You won’t always get anything useful, but when you’re truly on the fence, it can sometimes tip the scales.


8. Conversational probes (“Will you show if I fold?” etc.)

Common questions players ask:

  • “Will you show if I fold?”

  • “Are you bluffing?”

  • “What do you have?”

  • “Why so big?”

  • “How much do you have behind?”

Most weak players ask these purely for reassurance or curiosity.
Good players use them to:

  • Trigger post-bet tells: watch eye contact, tone, stillness, irritation, or relaxation.

  • Not so much for the actual words, but for how they are delivered.

Examples of interpretation:

  • Friendly, relaxed, joking response → often suggests comfort/strength.

  • Stiff, awkward, avoiding eye contact, forced smile → often bluffing/uneasy.

  • Rude or aggressive answer (“Just play your hand”) after betting → usually not bluffing, because bluffers avoid antagonizing callers.

Humor, feigned anger, and feigned confusion all fall into this category:

  • Humor can reveal who’s relaxed vs. who suddenly clams up.

  • Fake anger (berating someone) can provoke genuine emotional responses from opponents.

  • Fake confusion about bet size (“That’s 500, right?” while acting like you’re about to call) can get bluffers to nervously correct you and strong players to stay quiet and let you misstep.

Rule of thumb:
Use these tools sparingly, mainly in big, close spots. Talking too much usually means you’re the one giving away info.


9. Lying about your hand in a “friendly” way

Sometimes there’s a social goal:

  • You bluff a recreational player who likes you.

  • He asks, “You had the flush, right? Let me see.”

  • You don’t want to show the bluff (protect strategy), but you also don’t want to be unfriendly.

Standard move:

  • Decline to show now, but promise a later explanation, or give a vague answer later that keeps him happy.

  • You can also lie later when there’s no strategic cost (e.g., off-hand reminiscence).

Goal: keep the fish liking you and comfortable while not revealing your real frequencies.


10. “Good bluff”

A simple trick to get people to show or tell:

  • After someone bets and wins uncontested, you say seriously, “Nice bluff” or similar.

  • Many mediocre players react by:

    • Flipping over their hand to “prove” they weren’t bluffing,

    • Or telling you privately what they had.

Cheap, low-risk way to expand your database of how they bet various hands.


11. Image-building

You can use your talk and behavior to shape how others play against you:

  • Your image = how others think you play and think.

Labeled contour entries
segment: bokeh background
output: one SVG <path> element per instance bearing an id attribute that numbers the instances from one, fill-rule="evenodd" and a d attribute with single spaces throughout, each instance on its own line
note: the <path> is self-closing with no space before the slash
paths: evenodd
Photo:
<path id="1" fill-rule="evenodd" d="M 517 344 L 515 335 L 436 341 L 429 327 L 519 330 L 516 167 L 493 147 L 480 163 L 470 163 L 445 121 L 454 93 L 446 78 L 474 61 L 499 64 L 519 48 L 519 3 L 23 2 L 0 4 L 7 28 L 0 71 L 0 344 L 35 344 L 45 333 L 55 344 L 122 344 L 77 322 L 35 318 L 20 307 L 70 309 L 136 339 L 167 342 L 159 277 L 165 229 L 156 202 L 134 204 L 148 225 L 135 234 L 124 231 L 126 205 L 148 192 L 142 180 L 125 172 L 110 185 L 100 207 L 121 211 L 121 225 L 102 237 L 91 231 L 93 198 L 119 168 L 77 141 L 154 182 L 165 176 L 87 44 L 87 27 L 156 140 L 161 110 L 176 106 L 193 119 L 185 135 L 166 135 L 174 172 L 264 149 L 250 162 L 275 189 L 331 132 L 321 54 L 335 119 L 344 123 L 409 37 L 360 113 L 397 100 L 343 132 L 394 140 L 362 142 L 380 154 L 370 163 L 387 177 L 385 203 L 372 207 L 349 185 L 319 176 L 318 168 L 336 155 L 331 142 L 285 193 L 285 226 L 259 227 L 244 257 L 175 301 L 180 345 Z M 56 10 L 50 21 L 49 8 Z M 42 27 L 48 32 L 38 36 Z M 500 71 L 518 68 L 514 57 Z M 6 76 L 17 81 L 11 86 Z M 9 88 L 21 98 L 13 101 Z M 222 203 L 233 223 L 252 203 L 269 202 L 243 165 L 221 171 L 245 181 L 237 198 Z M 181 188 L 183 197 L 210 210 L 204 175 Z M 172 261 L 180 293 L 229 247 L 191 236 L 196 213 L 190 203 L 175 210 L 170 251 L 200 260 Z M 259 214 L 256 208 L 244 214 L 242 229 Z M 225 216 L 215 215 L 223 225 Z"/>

Problem 1:
Transcribe everything in the poker passage from "Most weak players" down to "they are delivered.".
Problem 2:
According to the poker passage, what does a rude or aggressive answer after betting usually indicate?
This data is separate material, apart from the poker passage.

Right answer 1:
Most weak players ask these purely for reassurance or curiosity.
Good players use them to:

  • Trigger post-bet tells: watch eye contact, tone, stillness, irritation, or relaxation.

  • Not so much for the actual words, but for how they are delivered.

Right answer 2:
It usually means the player is not bluffing, because bluffers avoid antagonizing callers.